### [Stored data entries]
★ ★ ★ ★

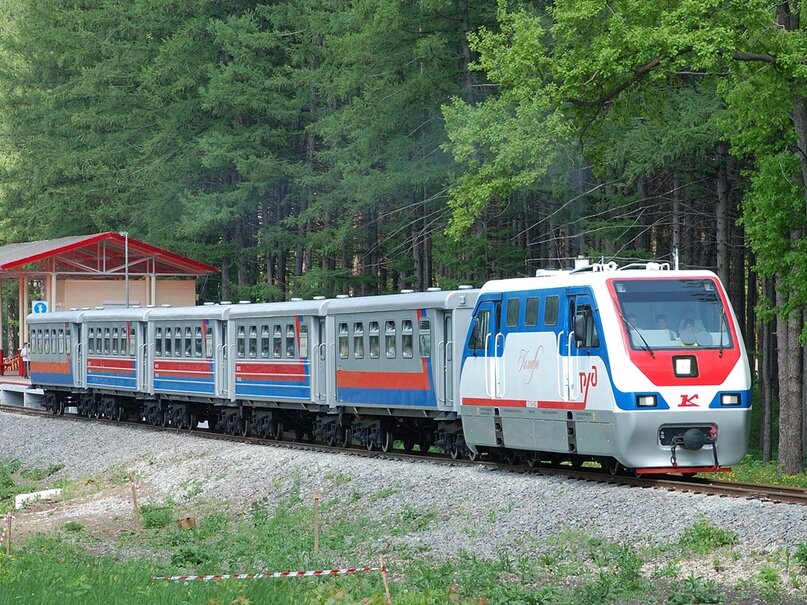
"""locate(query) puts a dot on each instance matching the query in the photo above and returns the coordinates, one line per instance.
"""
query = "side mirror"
(580, 326)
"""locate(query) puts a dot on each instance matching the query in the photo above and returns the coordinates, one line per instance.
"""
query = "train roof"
(436, 299)
(592, 274)
(292, 307)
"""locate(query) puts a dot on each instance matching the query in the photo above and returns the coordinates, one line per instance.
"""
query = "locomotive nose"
(694, 439)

★ ★ ★ ★

### [What the exercise asks]
Reproduce every line of the entries above, requests included, but rescale each coordinate in the answers by multiplying it by 2.55 and rounding to the nearest whole number, halves up. Leave the pictures out.

### [Solution]
"""locate(query) puts a dot on each instance matching the query in the photo above and returns the coordinates, one line per instance.
"""
query = "side mirror"
(1479, 831)
"""locate(query) puts a dot on each instance matching the query in the photo above and returns the coordinates, one line per instance.
"""
query = "train roof"
(1112, 762)
(1510, 699)
(745, 783)
"""locate(query) puts a dot on each instance matching the query in the photo above and returns the coordinates, one line per instance.
"""
query = "locomotive nose"
(1770, 1119)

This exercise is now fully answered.